Working from the listing below, pick each line containing the word "advertising" and copy it.

*** Supplied material Section Begins ***

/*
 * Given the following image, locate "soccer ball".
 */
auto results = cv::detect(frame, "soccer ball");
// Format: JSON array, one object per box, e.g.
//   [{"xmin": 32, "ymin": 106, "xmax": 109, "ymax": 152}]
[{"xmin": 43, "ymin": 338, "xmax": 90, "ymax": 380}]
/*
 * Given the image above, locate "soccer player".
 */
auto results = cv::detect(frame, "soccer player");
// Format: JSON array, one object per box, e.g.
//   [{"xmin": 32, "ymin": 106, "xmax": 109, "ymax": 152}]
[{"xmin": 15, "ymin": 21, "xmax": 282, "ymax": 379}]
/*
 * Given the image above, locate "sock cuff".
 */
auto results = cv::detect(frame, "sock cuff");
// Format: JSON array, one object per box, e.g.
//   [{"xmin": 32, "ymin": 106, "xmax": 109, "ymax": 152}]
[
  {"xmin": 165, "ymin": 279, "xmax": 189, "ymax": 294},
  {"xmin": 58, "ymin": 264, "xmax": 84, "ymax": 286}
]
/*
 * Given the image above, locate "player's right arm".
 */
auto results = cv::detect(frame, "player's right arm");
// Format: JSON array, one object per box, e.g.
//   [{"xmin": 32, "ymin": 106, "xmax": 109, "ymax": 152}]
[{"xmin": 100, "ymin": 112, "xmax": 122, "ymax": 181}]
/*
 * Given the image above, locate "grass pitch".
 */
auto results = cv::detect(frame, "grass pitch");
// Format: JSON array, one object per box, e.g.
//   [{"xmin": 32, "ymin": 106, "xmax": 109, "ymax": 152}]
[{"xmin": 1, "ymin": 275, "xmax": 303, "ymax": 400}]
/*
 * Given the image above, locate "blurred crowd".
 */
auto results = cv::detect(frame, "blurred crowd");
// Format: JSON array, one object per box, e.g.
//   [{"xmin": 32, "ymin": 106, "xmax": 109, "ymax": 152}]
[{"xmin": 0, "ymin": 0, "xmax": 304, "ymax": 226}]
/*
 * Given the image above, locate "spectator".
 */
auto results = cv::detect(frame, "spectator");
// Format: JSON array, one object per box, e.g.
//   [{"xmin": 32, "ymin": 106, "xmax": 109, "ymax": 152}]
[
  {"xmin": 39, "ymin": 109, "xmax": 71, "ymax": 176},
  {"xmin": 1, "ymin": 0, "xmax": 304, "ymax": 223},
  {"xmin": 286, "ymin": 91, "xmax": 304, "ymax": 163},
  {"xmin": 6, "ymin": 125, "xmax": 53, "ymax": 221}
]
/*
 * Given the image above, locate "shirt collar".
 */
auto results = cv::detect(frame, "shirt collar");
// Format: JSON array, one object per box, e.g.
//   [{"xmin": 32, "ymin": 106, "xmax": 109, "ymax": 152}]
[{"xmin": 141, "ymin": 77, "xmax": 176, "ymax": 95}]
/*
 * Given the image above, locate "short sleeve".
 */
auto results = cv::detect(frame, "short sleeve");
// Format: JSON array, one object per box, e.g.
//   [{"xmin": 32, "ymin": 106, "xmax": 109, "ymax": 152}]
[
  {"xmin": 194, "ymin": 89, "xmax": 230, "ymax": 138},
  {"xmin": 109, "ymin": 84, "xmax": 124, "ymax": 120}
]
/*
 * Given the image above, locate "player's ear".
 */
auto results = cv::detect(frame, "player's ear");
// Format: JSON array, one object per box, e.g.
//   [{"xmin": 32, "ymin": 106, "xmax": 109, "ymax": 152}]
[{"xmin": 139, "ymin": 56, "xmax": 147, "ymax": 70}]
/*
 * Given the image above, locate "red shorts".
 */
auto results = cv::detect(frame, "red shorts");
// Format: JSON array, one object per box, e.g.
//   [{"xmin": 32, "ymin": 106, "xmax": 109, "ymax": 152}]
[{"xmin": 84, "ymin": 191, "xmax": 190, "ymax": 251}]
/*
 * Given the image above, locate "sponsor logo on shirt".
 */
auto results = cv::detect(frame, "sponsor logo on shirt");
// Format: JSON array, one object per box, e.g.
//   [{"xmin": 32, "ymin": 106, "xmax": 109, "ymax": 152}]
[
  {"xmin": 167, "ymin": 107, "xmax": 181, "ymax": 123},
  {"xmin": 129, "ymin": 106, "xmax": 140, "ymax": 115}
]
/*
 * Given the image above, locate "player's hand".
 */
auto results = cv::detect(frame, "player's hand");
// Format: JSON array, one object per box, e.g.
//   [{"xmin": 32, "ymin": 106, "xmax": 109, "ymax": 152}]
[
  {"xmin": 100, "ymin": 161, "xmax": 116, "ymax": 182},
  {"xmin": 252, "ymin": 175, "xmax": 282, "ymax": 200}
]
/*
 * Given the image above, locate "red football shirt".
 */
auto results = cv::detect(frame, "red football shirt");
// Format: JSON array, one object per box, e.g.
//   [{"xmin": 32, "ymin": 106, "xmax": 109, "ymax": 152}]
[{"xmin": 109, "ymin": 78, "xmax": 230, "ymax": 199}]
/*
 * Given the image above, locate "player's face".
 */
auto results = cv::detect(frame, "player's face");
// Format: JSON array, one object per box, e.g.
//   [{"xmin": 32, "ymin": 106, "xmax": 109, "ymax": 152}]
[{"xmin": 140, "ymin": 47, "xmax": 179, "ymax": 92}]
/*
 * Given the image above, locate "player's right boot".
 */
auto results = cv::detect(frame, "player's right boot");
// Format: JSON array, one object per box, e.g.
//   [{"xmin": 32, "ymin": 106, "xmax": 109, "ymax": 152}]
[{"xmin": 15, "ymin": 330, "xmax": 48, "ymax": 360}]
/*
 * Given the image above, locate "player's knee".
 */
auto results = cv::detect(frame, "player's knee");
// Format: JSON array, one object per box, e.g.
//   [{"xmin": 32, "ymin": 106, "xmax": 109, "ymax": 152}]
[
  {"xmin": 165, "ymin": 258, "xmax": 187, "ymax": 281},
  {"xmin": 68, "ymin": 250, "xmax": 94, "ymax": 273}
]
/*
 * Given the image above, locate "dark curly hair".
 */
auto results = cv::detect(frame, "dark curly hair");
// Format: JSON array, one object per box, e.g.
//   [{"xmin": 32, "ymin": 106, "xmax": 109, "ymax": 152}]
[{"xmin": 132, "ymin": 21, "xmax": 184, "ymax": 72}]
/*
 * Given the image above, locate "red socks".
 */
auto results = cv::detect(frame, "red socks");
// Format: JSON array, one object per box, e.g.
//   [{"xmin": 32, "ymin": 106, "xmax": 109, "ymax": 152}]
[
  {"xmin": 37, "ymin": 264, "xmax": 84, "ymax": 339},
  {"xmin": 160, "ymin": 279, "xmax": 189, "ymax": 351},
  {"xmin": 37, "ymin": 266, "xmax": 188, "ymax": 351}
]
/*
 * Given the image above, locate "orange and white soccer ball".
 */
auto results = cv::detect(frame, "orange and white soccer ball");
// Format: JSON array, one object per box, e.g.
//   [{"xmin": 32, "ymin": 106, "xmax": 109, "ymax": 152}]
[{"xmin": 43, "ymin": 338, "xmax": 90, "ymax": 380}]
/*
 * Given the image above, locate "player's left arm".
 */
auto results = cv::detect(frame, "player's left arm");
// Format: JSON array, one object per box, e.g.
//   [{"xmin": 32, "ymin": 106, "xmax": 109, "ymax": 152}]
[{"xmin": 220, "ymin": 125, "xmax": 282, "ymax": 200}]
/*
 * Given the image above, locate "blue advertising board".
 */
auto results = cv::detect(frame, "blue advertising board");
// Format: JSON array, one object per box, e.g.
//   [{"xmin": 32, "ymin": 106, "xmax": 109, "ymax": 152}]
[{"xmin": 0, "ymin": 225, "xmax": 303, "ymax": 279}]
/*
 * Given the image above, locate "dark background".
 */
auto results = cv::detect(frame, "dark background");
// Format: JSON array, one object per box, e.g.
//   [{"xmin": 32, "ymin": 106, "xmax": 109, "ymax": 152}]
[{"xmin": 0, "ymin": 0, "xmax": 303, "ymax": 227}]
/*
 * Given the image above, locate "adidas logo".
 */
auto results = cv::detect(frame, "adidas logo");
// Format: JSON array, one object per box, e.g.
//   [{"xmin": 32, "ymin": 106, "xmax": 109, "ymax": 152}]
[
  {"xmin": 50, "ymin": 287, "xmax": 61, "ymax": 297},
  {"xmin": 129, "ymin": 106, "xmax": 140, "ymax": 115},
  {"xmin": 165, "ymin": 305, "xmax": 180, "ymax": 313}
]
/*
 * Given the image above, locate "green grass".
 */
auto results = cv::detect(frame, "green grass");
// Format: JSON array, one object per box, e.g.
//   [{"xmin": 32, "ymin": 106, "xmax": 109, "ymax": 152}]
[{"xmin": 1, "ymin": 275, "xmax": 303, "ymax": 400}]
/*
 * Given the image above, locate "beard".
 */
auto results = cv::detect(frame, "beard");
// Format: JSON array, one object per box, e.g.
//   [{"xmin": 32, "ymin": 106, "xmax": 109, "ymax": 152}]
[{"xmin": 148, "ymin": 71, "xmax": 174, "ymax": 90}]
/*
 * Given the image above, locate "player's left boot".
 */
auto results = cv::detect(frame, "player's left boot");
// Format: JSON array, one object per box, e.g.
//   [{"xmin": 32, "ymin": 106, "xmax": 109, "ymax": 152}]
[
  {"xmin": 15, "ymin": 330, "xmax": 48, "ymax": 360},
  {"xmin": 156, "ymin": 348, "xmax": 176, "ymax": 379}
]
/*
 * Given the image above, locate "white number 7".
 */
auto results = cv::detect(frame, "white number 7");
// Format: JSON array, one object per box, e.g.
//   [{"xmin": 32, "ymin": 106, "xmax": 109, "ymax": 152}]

*** Supplied material Section Ends ***

### Solution for this exercise
 * Given the image above, locate "blue advertising board".
auto results = cv::detect(frame, "blue advertising board");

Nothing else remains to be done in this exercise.